* [DATASET EXTRACT]:
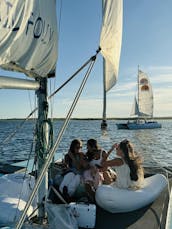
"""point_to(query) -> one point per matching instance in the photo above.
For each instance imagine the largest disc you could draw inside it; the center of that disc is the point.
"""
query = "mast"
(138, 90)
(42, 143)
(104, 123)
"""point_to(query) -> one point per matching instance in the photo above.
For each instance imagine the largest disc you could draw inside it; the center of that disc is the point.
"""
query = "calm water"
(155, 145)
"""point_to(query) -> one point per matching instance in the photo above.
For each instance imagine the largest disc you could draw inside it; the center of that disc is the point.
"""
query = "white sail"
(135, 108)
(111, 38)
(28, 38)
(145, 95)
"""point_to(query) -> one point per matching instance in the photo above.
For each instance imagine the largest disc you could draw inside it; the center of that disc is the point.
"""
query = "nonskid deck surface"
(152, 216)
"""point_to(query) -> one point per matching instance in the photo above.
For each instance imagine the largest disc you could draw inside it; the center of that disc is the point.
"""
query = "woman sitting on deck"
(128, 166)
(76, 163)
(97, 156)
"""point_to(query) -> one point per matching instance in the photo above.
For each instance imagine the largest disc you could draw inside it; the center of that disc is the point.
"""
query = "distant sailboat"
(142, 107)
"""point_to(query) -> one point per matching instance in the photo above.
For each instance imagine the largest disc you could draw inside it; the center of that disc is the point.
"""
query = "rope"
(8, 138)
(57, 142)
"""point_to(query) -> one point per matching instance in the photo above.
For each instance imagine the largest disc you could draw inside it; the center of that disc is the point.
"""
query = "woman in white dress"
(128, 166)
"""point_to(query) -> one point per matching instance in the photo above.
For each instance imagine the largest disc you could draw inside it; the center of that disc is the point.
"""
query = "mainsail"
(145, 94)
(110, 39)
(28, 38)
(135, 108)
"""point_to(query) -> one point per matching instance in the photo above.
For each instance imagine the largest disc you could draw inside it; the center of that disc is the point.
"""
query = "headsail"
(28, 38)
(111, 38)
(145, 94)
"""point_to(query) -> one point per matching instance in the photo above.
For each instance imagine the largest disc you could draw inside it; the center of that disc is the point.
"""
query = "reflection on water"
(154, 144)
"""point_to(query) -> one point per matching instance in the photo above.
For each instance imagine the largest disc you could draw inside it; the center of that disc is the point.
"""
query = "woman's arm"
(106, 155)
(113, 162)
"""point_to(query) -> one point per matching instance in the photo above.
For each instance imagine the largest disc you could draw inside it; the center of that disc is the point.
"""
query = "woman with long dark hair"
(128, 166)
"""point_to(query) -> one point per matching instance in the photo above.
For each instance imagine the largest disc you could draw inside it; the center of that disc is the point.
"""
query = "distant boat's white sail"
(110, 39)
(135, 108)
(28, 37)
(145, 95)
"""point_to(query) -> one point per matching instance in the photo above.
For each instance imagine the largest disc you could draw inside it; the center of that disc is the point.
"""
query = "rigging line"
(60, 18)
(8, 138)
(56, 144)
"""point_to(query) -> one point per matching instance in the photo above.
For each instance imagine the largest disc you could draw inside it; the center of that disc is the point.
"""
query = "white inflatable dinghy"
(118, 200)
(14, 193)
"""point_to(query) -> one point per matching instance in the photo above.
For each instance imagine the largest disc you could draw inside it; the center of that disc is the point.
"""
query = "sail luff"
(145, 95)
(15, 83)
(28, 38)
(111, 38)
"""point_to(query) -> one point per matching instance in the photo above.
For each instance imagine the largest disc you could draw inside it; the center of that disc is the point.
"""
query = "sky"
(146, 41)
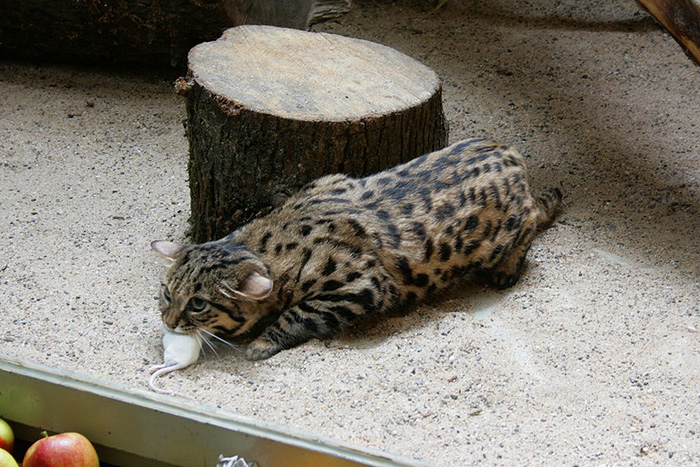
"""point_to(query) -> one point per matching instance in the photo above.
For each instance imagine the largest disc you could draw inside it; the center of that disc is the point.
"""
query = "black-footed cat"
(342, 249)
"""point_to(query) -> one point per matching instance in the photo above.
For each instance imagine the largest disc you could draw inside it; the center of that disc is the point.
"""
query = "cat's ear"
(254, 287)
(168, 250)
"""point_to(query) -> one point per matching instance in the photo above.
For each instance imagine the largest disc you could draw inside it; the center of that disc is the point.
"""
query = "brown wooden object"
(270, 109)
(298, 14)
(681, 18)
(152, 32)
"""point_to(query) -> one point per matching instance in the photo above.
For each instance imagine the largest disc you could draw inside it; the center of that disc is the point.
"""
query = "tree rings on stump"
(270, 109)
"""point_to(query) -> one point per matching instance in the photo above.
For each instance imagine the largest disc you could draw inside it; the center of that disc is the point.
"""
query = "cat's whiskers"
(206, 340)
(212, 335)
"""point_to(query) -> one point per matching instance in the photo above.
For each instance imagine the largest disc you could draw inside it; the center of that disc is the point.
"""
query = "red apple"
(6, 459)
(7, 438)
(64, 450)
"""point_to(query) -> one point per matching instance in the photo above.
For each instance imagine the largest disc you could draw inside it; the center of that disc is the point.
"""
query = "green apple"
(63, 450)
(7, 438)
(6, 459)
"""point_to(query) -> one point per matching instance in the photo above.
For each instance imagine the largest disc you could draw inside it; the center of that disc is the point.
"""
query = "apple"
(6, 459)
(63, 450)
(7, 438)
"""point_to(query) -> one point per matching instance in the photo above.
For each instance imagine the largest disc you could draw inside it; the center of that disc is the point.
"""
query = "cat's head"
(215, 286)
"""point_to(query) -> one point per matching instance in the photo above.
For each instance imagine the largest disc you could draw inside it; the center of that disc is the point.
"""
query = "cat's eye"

* [INSTRUCTIONS FOR THE TASK]: Restate the data above verbatim, skipping every image.

* [RESPONSE TO THIS TASK]:
"""point_to(query) -> one point per matching instance in the photo above.
For each instance imagine the largest disc you could draw inside it; the center of that disc is the point.
"""
query = "mast"
(138, 90)
(42, 143)
(104, 123)
"""point_to(query) -> one point per matching instance in the photo above.
For each instance imagine the largest disc you could draw inside it; the center of that disc is the point.
"""
query = "calm water"
(155, 145)
"""point_to(query) -> one point per matching instance in the photo above.
For each instance imagine the largest disc you could draw inside it; the center of that disc is the point.
"""
query = "white sail"
(135, 108)
(111, 38)
(28, 38)
(145, 95)
"""point_to(query) -> one point per matching instance in the photo above.
For each instance imagine the largest disc you could draw inside it; the center of that disc is the point.
"""
query = "nonskid deck surface"
(152, 216)
"""point_to(query) -> one point per matching instance in the photo above.
For each instance imagine the largest disc you could draw inside it; the center of that disc is the point.
"""
query = "woman sitting on deck"
(128, 166)
(76, 163)
(97, 156)
"""point_to(query) -> one point per matching instance in the photo above.
For each instance imagine the largest disc you could draw inside it; the center of that disc is the point.
"""
query = "distant sailboat"
(142, 107)
"""point_to(query) -> one point per matching instance in the photo above.
For each instance imagine the largest disc you could draw inside it; the center of that disc is the point.
"""
query = "rope"
(8, 138)
(57, 142)
"""point_to(query) -> one point per matching instance in the photo above.
For each instance imagine the largest disc you could draw inside it; the center of that disc is the point.
"""
query = "woman in white dress"
(128, 166)
"""point_to(query) -> one point per matching instance in the photo above.
For each instance imagine the largest disc you could draw inside it; the center of that disc is the point.
"""
query = "mainsail"
(145, 94)
(110, 39)
(28, 38)
(135, 108)
"""point_to(query) -> one point per matching instance in the photo above.
For each instance imagine the largest disc you could draw inside it; the center of that disc is the point.
"""
query = "headsail"
(28, 38)
(111, 38)
(145, 94)
"""point_to(query) -> one point per matching instance in the photo above.
For each instance imagine the largest disc you could draw inside it; the center of that disc is the point.
"""
query = "reflection on water"
(154, 144)
"""point_to(query) -> one point per matching instance in the photo above.
For each instance imagine the largest disc you could draw inside it; the center of that disc is the point.
"""
query = "woman's arm"
(106, 155)
(113, 162)
"""point_to(query) -> one point per matching instance in the photo above.
For each instance imagine the largest disc you could draw inside it; the center of that disc is the point.
"""
query = "woman with long dark hair"
(128, 166)
"""point_to(query) -> one point per matching instance in the photo above.
For each instance imagine the largest disc you could draw inside it; the center of that disc is the point.
"""
query = "distant boat's white sail"
(110, 39)
(135, 108)
(28, 37)
(145, 95)
"""point_to(query) -> one point per matching instance in the photo above.
For each instance imagine the largest disc you could draw inside it; the center of that disc is the point.
"""
query = "rigging line"
(60, 18)
(8, 138)
(56, 144)
"""point_to(query) -> one point per matching instance in the photo above.
For each instance imagine the largest disc you could draw inside it; the center of that disc is the point.
"""
query = "white inflatable dinghy"
(118, 200)
(14, 193)
"""point_to(query) -> one point per matching instance in the photo above.
For each instance imagine the largest disc you could draw inside it; the center of that disc is the point.
"""
query = "sail luff"
(145, 95)
(15, 83)
(28, 38)
(111, 38)
"""point_to(query) -> one point per matching instance in the photo above.
For each instance imagine the largest disc you could draw inside it; the center of that disc is the point.
"""
query = "sky"
(146, 41)
"""point_to(query) -> one point per matching instance in the photo above.
For each instance imagine the largest disc you could draw inside it; the center of that disc is the point.
"""
query = "black-footed cat"
(342, 249)
"""point_to(query) -> one point per matching instance in the photo above.
For each instance imagine the largest disc you could draw inside it; the center of that disc is the point.
"""
query = "cat's ear"
(254, 287)
(168, 250)
"""point_to(query) -> one point per matching instance in the photo above.
For each instance imagine the largest disc you could draw inside it; the center of that disc is the point.
"""
query = "brown wooden object"
(270, 109)
(298, 14)
(681, 18)
(152, 32)
"""point_to(query) -> one point per matching instance in the photo above.
For each instance imagine the largest disc you could draw inside it; the center of that disc is the point.
"""
query = "tree rings on stump"
(270, 109)
"""point_to(query) -> one point per matching instance in the photo above.
For each instance imagine the largest disc you could draw inside it; the center of that disc is the point.
"""
query = "cat's whiskers"
(206, 340)
(212, 335)
"""point_to(query) -> one point per matching instance in the photo above.
For each instance imagine the largest disc you could draw inside it; the center of that disc is the point.
"""
query = "red apple"
(6, 459)
(7, 438)
(64, 450)
"""point_to(query) -> one point per matching instance in the photo above.
For each instance imagine the largest disc you could draw inside it; the center of that disc is the point.
"""
query = "green apple"
(63, 450)
(7, 438)
(6, 459)
"""point_to(query) -> one point per matching instance in the photo above.
For each instance imagine the largest disc you could draw inside it; the center of that disc is the point.
"""
query = "apple"
(6, 459)
(63, 450)
(7, 438)
"""point_to(query) -> one point per matching instance in the photo above.
For each instance imagine the largest disc you could draw inside it; the center of that disc is the point.
"""
query = "cat's head"
(215, 286)
"""point_to(query) -> one point per matching instance in the photo above.
For each instance imagine the largest disc you could draw inside it; the center of that disc is the point.
"""
query = "cat's eye"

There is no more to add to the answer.